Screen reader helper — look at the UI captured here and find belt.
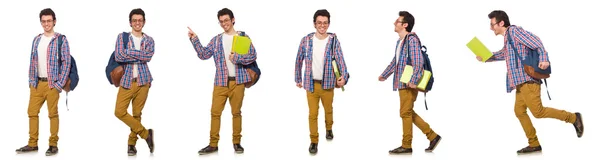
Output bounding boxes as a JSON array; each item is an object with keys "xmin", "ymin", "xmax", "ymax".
[
  {"xmin": 132, "ymin": 78, "xmax": 138, "ymax": 82},
  {"xmin": 38, "ymin": 77, "xmax": 48, "ymax": 82},
  {"xmin": 228, "ymin": 77, "xmax": 235, "ymax": 81},
  {"xmin": 313, "ymin": 80, "xmax": 322, "ymax": 83}
]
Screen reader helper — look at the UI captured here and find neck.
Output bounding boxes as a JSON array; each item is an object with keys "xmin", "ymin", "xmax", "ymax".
[
  {"xmin": 398, "ymin": 30, "xmax": 408, "ymax": 40},
  {"xmin": 43, "ymin": 30, "xmax": 55, "ymax": 37},
  {"xmin": 315, "ymin": 32, "xmax": 328, "ymax": 40},
  {"xmin": 132, "ymin": 30, "xmax": 143, "ymax": 37},
  {"xmin": 224, "ymin": 28, "xmax": 237, "ymax": 35},
  {"xmin": 500, "ymin": 27, "xmax": 508, "ymax": 36}
]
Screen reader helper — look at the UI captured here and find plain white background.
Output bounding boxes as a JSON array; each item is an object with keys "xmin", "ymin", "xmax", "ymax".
[{"xmin": 0, "ymin": 0, "xmax": 597, "ymax": 159}]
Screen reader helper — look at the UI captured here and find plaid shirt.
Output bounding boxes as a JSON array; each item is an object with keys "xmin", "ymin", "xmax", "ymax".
[
  {"xmin": 189, "ymin": 31, "xmax": 258, "ymax": 87},
  {"xmin": 379, "ymin": 32, "xmax": 424, "ymax": 91},
  {"xmin": 487, "ymin": 25, "xmax": 548, "ymax": 93},
  {"xmin": 29, "ymin": 32, "xmax": 72, "ymax": 93},
  {"xmin": 114, "ymin": 32, "xmax": 155, "ymax": 89},
  {"xmin": 294, "ymin": 32, "xmax": 349, "ymax": 93}
]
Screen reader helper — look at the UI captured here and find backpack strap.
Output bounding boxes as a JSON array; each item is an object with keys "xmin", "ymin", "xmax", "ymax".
[
  {"xmin": 506, "ymin": 29, "xmax": 551, "ymax": 100},
  {"xmin": 54, "ymin": 35, "xmax": 73, "ymax": 111},
  {"xmin": 402, "ymin": 34, "xmax": 429, "ymax": 110}
]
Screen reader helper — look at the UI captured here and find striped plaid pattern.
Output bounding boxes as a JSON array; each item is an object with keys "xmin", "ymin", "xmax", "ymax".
[
  {"xmin": 488, "ymin": 25, "xmax": 547, "ymax": 93},
  {"xmin": 189, "ymin": 32, "xmax": 258, "ymax": 87},
  {"xmin": 114, "ymin": 32, "xmax": 155, "ymax": 89},
  {"xmin": 379, "ymin": 32, "xmax": 424, "ymax": 91},
  {"xmin": 29, "ymin": 32, "xmax": 71, "ymax": 93},
  {"xmin": 294, "ymin": 32, "xmax": 349, "ymax": 93}
]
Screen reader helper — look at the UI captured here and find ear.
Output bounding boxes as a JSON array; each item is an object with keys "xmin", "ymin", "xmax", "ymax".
[
  {"xmin": 499, "ymin": 20, "xmax": 505, "ymax": 27},
  {"xmin": 231, "ymin": 18, "xmax": 235, "ymax": 24}
]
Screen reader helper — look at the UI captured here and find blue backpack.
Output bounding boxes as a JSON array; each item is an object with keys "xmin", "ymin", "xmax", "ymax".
[
  {"xmin": 237, "ymin": 31, "xmax": 262, "ymax": 88},
  {"xmin": 56, "ymin": 35, "xmax": 79, "ymax": 92},
  {"xmin": 56, "ymin": 35, "xmax": 79, "ymax": 111},
  {"xmin": 506, "ymin": 29, "xmax": 551, "ymax": 100},
  {"xmin": 404, "ymin": 34, "xmax": 434, "ymax": 110},
  {"xmin": 105, "ymin": 32, "xmax": 129, "ymax": 86}
]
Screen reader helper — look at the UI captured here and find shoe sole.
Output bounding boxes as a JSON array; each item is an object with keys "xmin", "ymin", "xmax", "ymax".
[
  {"xmin": 198, "ymin": 151, "xmax": 217, "ymax": 155},
  {"xmin": 45, "ymin": 152, "xmax": 57, "ymax": 156},
  {"xmin": 425, "ymin": 137, "xmax": 442, "ymax": 152},
  {"xmin": 577, "ymin": 113, "xmax": 584, "ymax": 138},
  {"xmin": 517, "ymin": 150, "xmax": 542, "ymax": 155},
  {"xmin": 235, "ymin": 150, "xmax": 244, "ymax": 154},
  {"xmin": 128, "ymin": 153, "xmax": 136, "ymax": 156},
  {"xmin": 147, "ymin": 129, "xmax": 154, "ymax": 153}
]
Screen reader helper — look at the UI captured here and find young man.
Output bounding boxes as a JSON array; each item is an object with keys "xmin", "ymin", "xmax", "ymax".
[
  {"xmin": 294, "ymin": 9, "xmax": 349, "ymax": 154},
  {"xmin": 188, "ymin": 8, "xmax": 257, "ymax": 155},
  {"xmin": 378, "ymin": 11, "xmax": 441, "ymax": 154},
  {"xmin": 480, "ymin": 10, "xmax": 584, "ymax": 154},
  {"xmin": 15, "ymin": 8, "xmax": 71, "ymax": 156},
  {"xmin": 113, "ymin": 8, "xmax": 155, "ymax": 156}
]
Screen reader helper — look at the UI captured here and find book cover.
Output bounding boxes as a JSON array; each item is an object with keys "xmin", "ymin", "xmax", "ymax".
[
  {"xmin": 232, "ymin": 35, "xmax": 251, "ymax": 55},
  {"xmin": 466, "ymin": 36, "xmax": 493, "ymax": 62},
  {"xmin": 400, "ymin": 65, "xmax": 431, "ymax": 90},
  {"xmin": 332, "ymin": 60, "xmax": 345, "ymax": 91}
]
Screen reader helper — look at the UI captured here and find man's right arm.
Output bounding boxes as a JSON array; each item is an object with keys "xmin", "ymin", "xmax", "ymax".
[
  {"xmin": 380, "ymin": 56, "xmax": 397, "ymax": 80},
  {"xmin": 486, "ymin": 46, "xmax": 507, "ymax": 62},
  {"xmin": 115, "ymin": 33, "xmax": 146, "ymax": 63},
  {"xmin": 294, "ymin": 38, "xmax": 306, "ymax": 84},
  {"xmin": 190, "ymin": 36, "xmax": 216, "ymax": 60}
]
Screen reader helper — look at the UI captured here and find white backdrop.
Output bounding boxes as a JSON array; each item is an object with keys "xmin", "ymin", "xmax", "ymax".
[{"xmin": 0, "ymin": 0, "xmax": 598, "ymax": 159}]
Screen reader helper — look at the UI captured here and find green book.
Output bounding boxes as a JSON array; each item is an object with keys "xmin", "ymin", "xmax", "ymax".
[
  {"xmin": 232, "ymin": 35, "xmax": 251, "ymax": 55},
  {"xmin": 466, "ymin": 36, "xmax": 493, "ymax": 62},
  {"xmin": 332, "ymin": 60, "xmax": 344, "ymax": 91},
  {"xmin": 400, "ymin": 65, "xmax": 431, "ymax": 91}
]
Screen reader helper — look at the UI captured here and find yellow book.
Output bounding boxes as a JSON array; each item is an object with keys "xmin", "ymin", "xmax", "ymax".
[
  {"xmin": 400, "ymin": 65, "xmax": 431, "ymax": 90},
  {"xmin": 332, "ymin": 60, "xmax": 344, "ymax": 91},
  {"xmin": 232, "ymin": 35, "xmax": 252, "ymax": 55},
  {"xmin": 466, "ymin": 36, "xmax": 493, "ymax": 62}
]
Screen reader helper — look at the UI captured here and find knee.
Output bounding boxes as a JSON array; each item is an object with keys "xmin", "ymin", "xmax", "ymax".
[
  {"xmin": 28, "ymin": 111, "xmax": 40, "ymax": 117},
  {"xmin": 231, "ymin": 110, "xmax": 241, "ymax": 117},
  {"xmin": 530, "ymin": 111, "xmax": 544, "ymax": 118},
  {"xmin": 400, "ymin": 110, "xmax": 413, "ymax": 118},
  {"xmin": 48, "ymin": 113, "xmax": 59, "ymax": 119},
  {"xmin": 211, "ymin": 110, "xmax": 222, "ymax": 118},
  {"xmin": 114, "ymin": 110, "xmax": 126, "ymax": 118}
]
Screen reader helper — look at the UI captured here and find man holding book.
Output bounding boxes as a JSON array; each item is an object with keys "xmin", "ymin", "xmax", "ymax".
[
  {"xmin": 378, "ymin": 11, "xmax": 441, "ymax": 154},
  {"xmin": 188, "ymin": 8, "xmax": 257, "ymax": 155},
  {"xmin": 294, "ymin": 9, "xmax": 349, "ymax": 154},
  {"xmin": 478, "ymin": 10, "xmax": 584, "ymax": 154}
]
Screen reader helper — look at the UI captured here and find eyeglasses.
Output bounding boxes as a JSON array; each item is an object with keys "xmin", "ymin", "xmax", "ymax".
[
  {"xmin": 40, "ymin": 20, "xmax": 54, "ymax": 24},
  {"xmin": 219, "ymin": 19, "xmax": 231, "ymax": 24},
  {"xmin": 131, "ymin": 19, "xmax": 145, "ymax": 23},
  {"xmin": 315, "ymin": 21, "xmax": 329, "ymax": 26}
]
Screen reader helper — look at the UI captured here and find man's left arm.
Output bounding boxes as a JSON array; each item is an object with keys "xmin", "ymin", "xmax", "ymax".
[
  {"xmin": 408, "ymin": 36, "xmax": 424, "ymax": 85},
  {"xmin": 58, "ymin": 36, "xmax": 71, "ymax": 88},
  {"xmin": 141, "ymin": 36, "xmax": 156, "ymax": 63},
  {"xmin": 333, "ymin": 35, "xmax": 349, "ymax": 83},
  {"xmin": 513, "ymin": 28, "xmax": 549, "ymax": 62},
  {"xmin": 233, "ymin": 35, "xmax": 257, "ymax": 65}
]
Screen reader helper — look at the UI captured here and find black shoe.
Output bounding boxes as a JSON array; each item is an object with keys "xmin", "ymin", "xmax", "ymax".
[
  {"xmin": 389, "ymin": 146, "xmax": 412, "ymax": 154},
  {"xmin": 15, "ymin": 145, "xmax": 38, "ymax": 153},
  {"xmin": 517, "ymin": 146, "xmax": 542, "ymax": 154},
  {"xmin": 45, "ymin": 146, "xmax": 58, "ymax": 156},
  {"xmin": 425, "ymin": 135, "xmax": 442, "ymax": 152},
  {"xmin": 308, "ymin": 143, "xmax": 318, "ymax": 154},
  {"xmin": 326, "ymin": 130, "xmax": 334, "ymax": 140},
  {"xmin": 128, "ymin": 145, "xmax": 137, "ymax": 156},
  {"xmin": 233, "ymin": 144, "xmax": 244, "ymax": 153},
  {"xmin": 145, "ymin": 129, "xmax": 154, "ymax": 153},
  {"xmin": 573, "ymin": 112, "xmax": 584, "ymax": 138},
  {"xmin": 198, "ymin": 145, "xmax": 218, "ymax": 155}
]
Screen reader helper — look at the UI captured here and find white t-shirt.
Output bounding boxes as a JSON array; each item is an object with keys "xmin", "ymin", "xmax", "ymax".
[
  {"xmin": 37, "ymin": 35, "xmax": 53, "ymax": 78},
  {"xmin": 311, "ymin": 35, "xmax": 330, "ymax": 80},
  {"xmin": 396, "ymin": 39, "xmax": 404, "ymax": 62},
  {"xmin": 132, "ymin": 35, "xmax": 143, "ymax": 78},
  {"xmin": 222, "ymin": 33, "xmax": 236, "ymax": 77}
]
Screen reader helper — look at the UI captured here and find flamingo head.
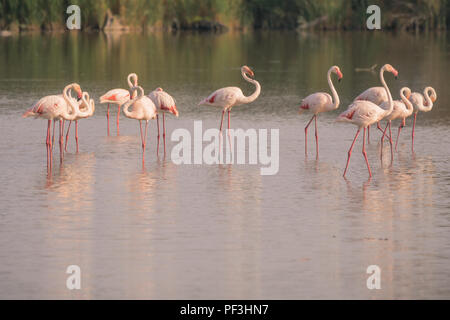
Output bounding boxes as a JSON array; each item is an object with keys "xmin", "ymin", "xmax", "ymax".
[
  {"xmin": 129, "ymin": 73, "xmax": 139, "ymax": 87},
  {"xmin": 242, "ymin": 65, "xmax": 255, "ymax": 78},
  {"xmin": 333, "ymin": 66, "xmax": 343, "ymax": 82},
  {"xmin": 72, "ymin": 84, "xmax": 83, "ymax": 101},
  {"xmin": 170, "ymin": 105, "xmax": 179, "ymax": 117},
  {"xmin": 156, "ymin": 87, "xmax": 164, "ymax": 92},
  {"xmin": 384, "ymin": 64, "xmax": 399, "ymax": 79},
  {"xmin": 426, "ymin": 87, "xmax": 437, "ymax": 102},
  {"xmin": 401, "ymin": 87, "xmax": 411, "ymax": 99}
]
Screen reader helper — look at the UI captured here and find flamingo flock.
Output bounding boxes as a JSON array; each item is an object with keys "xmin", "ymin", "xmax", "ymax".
[{"xmin": 23, "ymin": 64, "xmax": 437, "ymax": 178}]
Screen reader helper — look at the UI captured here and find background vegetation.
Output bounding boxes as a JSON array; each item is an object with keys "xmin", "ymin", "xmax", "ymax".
[{"xmin": 0, "ymin": 0, "xmax": 449, "ymax": 32}]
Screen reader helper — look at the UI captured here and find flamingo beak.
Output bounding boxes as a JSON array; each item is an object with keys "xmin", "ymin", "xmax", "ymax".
[
  {"xmin": 338, "ymin": 70, "xmax": 343, "ymax": 82},
  {"xmin": 77, "ymin": 92, "xmax": 83, "ymax": 101},
  {"xmin": 171, "ymin": 106, "xmax": 179, "ymax": 117},
  {"xmin": 247, "ymin": 68, "xmax": 255, "ymax": 78},
  {"xmin": 393, "ymin": 69, "xmax": 399, "ymax": 79}
]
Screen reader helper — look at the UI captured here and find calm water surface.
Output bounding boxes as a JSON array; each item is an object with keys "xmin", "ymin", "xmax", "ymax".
[{"xmin": 0, "ymin": 31, "xmax": 450, "ymax": 299}]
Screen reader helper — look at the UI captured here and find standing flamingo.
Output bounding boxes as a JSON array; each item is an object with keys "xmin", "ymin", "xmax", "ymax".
[
  {"xmin": 122, "ymin": 86, "xmax": 157, "ymax": 165},
  {"xmin": 299, "ymin": 65, "xmax": 343, "ymax": 158},
  {"xmin": 409, "ymin": 86, "xmax": 437, "ymax": 152},
  {"xmin": 22, "ymin": 83, "xmax": 84, "ymax": 168},
  {"xmin": 148, "ymin": 87, "xmax": 179, "ymax": 156},
  {"xmin": 378, "ymin": 87, "xmax": 414, "ymax": 152},
  {"xmin": 354, "ymin": 69, "xmax": 393, "ymax": 140},
  {"xmin": 65, "ymin": 92, "xmax": 95, "ymax": 153},
  {"xmin": 337, "ymin": 64, "xmax": 398, "ymax": 178},
  {"xmin": 198, "ymin": 66, "xmax": 261, "ymax": 133},
  {"xmin": 100, "ymin": 73, "xmax": 138, "ymax": 136}
]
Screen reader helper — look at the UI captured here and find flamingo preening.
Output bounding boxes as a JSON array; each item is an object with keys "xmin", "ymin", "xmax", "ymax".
[
  {"xmin": 22, "ymin": 83, "xmax": 85, "ymax": 169},
  {"xmin": 409, "ymin": 87, "xmax": 437, "ymax": 152},
  {"xmin": 379, "ymin": 87, "xmax": 414, "ymax": 153},
  {"xmin": 64, "ymin": 92, "xmax": 95, "ymax": 153},
  {"xmin": 148, "ymin": 87, "xmax": 179, "ymax": 156},
  {"xmin": 100, "ymin": 73, "xmax": 138, "ymax": 136},
  {"xmin": 122, "ymin": 86, "xmax": 157, "ymax": 165},
  {"xmin": 337, "ymin": 64, "xmax": 398, "ymax": 178},
  {"xmin": 198, "ymin": 66, "xmax": 261, "ymax": 133},
  {"xmin": 299, "ymin": 65, "xmax": 343, "ymax": 158}
]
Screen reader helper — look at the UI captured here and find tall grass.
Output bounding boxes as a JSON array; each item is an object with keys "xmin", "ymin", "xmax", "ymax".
[{"xmin": 0, "ymin": 0, "xmax": 449, "ymax": 31}]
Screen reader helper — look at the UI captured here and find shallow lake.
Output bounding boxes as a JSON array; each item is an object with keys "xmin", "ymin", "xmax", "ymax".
[{"xmin": 0, "ymin": 31, "xmax": 449, "ymax": 299}]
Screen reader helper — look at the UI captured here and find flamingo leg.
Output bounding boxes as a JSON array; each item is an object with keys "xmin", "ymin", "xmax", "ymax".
[
  {"xmin": 304, "ymin": 115, "xmax": 316, "ymax": 156},
  {"xmin": 380, "ymin": 121, "xmax": 389, "ymax": 160},
  {"xmin": 314, "ymin": 115, "xmax": 319, "ymax": 158},
  {"xmin": 219, "ymin": 110, "xmax": 225, "ymax": 134},
  {"xmin": 412, "ymin": 113, "xmax": 417, "ymax": 152},
  {"xmin": 343, "ymin": 128, "xmax": 361, "ymax": 178},
  {"xmin": 65, "ymin": 121, "xmax": 72, "ymax": 152},
  {"xmin": 377, "ymin": 122, "xmax": 391, "ymax": 140},
  {"xmin": 156, "ymin": 115, "xmax": 160, "ymax": 156},
  {"xmin": 117, "ymin": 105, "xmax": 120, "ymax": 136},
  {"xmin": 59, "ymin": 120, "xmax": 64, "ymax": 164},
  {"xmin": 388, "ymin": 120, "xmax": 393, "ymax": 162},
  {"xmin": 46, "ymin": 120, "xmax": 52, "ymax": 170},
  {"xmin": 367, "ymin": 125, "xmax": 370, "ymax": 143},
  {"xmin": 75, "ymin": 120, "xmax": 79, "ymax": 153},
  {"xmin": 163, "ymin": 113, "xmax": 166, "ymax": 155},
  {"xmin": 395, "ymin": 118, "xmax": 405, "ymax": 151},
  {"xmin": 362, "ymin": 127, "xmax": 372, "ymax": 177},
  {"xmin": 107, "ymin": 103, "xmax": 110, "ymax": 136},
  {"xmin": 52, "ymin": 120, "xmax": 56, "ymax": 152}
]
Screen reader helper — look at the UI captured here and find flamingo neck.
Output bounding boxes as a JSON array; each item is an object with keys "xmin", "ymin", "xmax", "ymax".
[
  {"xmin": 400, "ymin": 88, "xmax": 413, "ymax": 115},
  {"xmin": 420, "ymin": 86, "xmax": 434, "ymax": 112},
  {"xmin": 380, "ymin": 66, "xmax": 393, "ymax": 117},
  {"xmin": 240, "ymin": 71, "xmax": 261, "ymax": 104},
  {"xmin": 62, "ymin": 84, "xmax": 80, "ymax": 120},
  {"xmin": 123, "ymin": 86, "xmax": 144, "ymax": 118},
  {"xmin": 327, "ymin": 68, "xmax": 340, "ymax": 110}
]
--------
▶ _What you have to do_: Each line in the listing above from the one containing "find shallow lake." through the one containing "find flamingo leg." should be repeated exactly, and no other line.

▶ _Solution for this task_:
Screen reader helper — look at the UI captured here and find shallow lake.
Output bounding boxes as a JSON array; each item is an object with keys "xmin", "ymin", "xmax", "ymax".
[{"xmin": 0, "ymin": 31, "xmax": 449, "ymax": 299}]
Screen reader helper — look at the UI captured here and find flamingo leg.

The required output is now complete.